═════ THE INPUT ═════

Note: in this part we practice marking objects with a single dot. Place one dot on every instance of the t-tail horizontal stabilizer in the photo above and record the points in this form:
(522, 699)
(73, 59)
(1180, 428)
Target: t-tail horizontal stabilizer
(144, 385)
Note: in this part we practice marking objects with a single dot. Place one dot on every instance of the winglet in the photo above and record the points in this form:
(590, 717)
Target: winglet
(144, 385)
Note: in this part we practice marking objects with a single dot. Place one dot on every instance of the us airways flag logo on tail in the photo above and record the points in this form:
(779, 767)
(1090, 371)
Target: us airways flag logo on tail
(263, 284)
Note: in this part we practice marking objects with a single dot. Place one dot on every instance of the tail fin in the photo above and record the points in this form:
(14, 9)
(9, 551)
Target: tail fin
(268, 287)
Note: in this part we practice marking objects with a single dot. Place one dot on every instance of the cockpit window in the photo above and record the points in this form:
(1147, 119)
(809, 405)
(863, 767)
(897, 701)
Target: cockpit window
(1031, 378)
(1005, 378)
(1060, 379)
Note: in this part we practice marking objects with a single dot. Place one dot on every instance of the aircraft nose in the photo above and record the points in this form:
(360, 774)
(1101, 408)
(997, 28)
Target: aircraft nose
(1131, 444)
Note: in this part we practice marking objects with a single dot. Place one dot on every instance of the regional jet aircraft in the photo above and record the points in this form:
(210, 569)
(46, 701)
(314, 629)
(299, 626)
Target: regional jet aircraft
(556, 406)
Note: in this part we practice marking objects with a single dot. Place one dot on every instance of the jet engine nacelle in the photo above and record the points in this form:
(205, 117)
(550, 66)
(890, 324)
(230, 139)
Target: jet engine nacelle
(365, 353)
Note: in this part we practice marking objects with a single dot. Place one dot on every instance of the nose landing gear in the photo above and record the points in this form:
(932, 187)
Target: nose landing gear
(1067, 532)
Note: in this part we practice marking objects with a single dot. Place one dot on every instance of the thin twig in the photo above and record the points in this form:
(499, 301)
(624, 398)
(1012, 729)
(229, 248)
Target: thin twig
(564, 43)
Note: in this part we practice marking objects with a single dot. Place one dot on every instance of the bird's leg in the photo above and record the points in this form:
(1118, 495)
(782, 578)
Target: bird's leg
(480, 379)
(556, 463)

═════

Reproduce every row above verbatim, from the first to the last.

RESULT FOR THIS EXERCISE:
Note: in this part we practice marking objects with a single dot. Place one dot on every instance of the t-tail horizontal stabilizer in the photo above and record the points in this form:
(522, 699)
(73, 59)
(1180, 428)
Target: t-tail horizontal stabilizer
(144, 385)
Note: in this part we practice marking objects with a single dot. Place one dot on every instance of the winglet in the photo above and record the points in this form:
(590, 717)
Target: winglet
(144, 385)
Note: in this part we practice marking objects with a single dot. Place one dot on every instance of the us airways flag logo on tail in the photo above and record the points in this form:
(779, 767)
(1090, 371)
Target: us airways flag logo on tail
(263, 284)
Note: in this part we practice marking objects with a single dot. Place one dot on every instance of the tail fin in the photo above and record the points in this form:
(14, 9)
(9, 551)
Target: tail fin
(268, 287)
Note: in this part we practice marking objects with a single dot. Place one dot on every instance of the cockpit window in the photo above and record the points in this form:
(1147, 119)
(809, 405)
(863, 767)
(897, 701)
Target: cockpit window
(1031, 378)
(1005, 378)
(1060, 379)
Note: in this part we practice marking objects with a single dot. Place one dot on every instance of the aircraft nose in the photo above and record the points in this form:
(360, 774)
(1101, 408)
(997, 28)
Target: aircraft nose
(1131, 444)
Note: in this part we practice marking objects with a single dot. Place one dot on every instance of the regional jet aircraft in the photo above and record the points in this form:
(210, 569)
(46, 701)
(314, 629)
(299, 626)
Target: regional jet aircraft
(556, 406)
Note: in this part we practice marking objects with a single dot. Place one dot on every instance of the jet engine nacelle in the photo above and record the points in this form:
(205, 117)
(550, 66)
(890, 324)
(230, 139)
Target: jet engine nacelle
(365, 353)
Note: in this part we practice marking objects with a single dot. Place one dot on every instance of the nose landing gear in the photo above and record the points in this form:
(932, 187)
Target: nose landing gear
(1067, 532)
Note: in this part we practice marking objects with a single dot. Place one dot on every instance of the thin twig in the photo above and record the points in this form:
(499, 301)
(624, 398)
(1012, 729)
(229, 248)
Target: thin twig
(564, 43)
Note: in this part we practice marking objects with a single dot. Place one dot on every instance of the bird's leg in the photo above and record the points in this form:
(1118, 495)
(782, 578)
Target: bird's leg
(480, 379)
(556, 463)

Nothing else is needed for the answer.